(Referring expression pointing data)
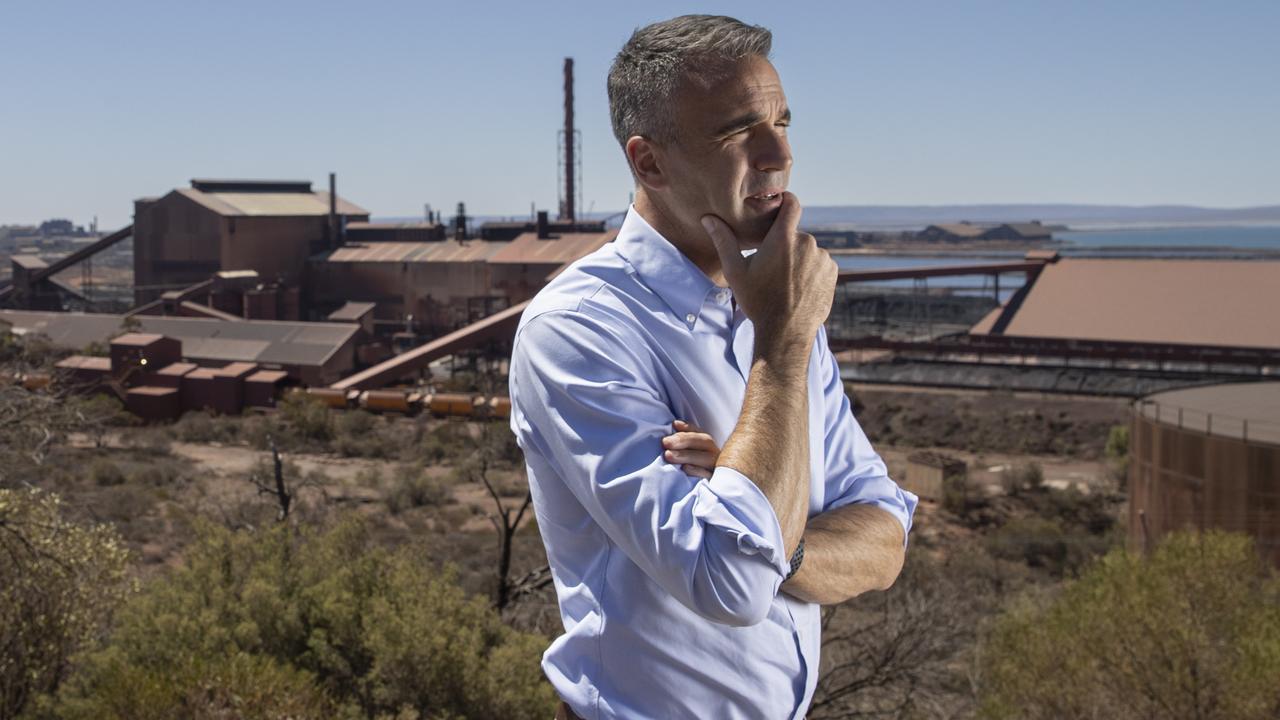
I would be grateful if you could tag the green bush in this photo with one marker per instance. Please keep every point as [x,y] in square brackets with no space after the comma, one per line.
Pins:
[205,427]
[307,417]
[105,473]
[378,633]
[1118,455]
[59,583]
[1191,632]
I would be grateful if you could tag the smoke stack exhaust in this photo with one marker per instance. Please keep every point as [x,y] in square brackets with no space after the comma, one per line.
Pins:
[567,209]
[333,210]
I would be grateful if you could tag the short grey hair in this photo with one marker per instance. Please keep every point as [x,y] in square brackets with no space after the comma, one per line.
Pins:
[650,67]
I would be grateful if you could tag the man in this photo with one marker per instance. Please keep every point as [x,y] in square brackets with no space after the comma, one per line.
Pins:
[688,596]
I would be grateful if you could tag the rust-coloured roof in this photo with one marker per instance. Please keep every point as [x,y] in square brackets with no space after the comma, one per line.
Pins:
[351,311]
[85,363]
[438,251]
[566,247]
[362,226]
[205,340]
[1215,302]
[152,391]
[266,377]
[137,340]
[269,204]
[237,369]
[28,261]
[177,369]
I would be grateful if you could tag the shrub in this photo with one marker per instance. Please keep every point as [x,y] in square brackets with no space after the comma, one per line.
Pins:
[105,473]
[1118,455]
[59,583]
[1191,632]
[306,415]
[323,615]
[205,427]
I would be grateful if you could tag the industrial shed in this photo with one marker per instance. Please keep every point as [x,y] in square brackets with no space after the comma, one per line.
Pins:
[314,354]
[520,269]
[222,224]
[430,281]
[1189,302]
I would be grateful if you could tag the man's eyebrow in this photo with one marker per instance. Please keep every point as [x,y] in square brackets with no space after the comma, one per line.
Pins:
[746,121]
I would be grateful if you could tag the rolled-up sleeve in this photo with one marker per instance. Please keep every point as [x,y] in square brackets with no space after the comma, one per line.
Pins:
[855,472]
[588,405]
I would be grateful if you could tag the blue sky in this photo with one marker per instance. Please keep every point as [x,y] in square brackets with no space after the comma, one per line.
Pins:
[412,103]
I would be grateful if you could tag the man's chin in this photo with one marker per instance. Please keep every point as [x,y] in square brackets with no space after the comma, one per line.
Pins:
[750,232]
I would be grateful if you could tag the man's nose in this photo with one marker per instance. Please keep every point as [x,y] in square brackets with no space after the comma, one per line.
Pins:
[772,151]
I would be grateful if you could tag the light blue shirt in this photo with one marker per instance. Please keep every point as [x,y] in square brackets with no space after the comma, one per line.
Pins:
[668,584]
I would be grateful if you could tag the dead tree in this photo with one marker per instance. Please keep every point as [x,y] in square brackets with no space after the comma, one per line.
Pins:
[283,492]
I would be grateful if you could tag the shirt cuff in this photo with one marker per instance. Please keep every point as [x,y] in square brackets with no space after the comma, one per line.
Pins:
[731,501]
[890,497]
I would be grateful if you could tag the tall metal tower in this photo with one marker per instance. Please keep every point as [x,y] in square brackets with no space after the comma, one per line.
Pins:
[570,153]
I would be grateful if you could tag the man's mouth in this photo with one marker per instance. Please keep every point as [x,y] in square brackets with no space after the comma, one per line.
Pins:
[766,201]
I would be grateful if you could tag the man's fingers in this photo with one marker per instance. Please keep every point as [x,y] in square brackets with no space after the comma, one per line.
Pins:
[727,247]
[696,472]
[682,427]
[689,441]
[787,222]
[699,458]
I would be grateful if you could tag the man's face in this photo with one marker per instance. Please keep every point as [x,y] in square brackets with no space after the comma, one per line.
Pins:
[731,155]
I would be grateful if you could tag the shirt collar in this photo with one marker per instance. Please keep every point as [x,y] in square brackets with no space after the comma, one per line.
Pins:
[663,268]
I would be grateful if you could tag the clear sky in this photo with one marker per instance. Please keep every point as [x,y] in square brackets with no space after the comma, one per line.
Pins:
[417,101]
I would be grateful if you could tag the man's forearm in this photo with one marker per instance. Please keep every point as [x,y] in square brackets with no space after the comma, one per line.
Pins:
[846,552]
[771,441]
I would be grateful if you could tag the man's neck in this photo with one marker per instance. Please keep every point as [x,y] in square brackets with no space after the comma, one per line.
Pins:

__Task to complete__: Only a number belongs in the answer: state how many lines of the entries above hold "blue".

__Response__: 2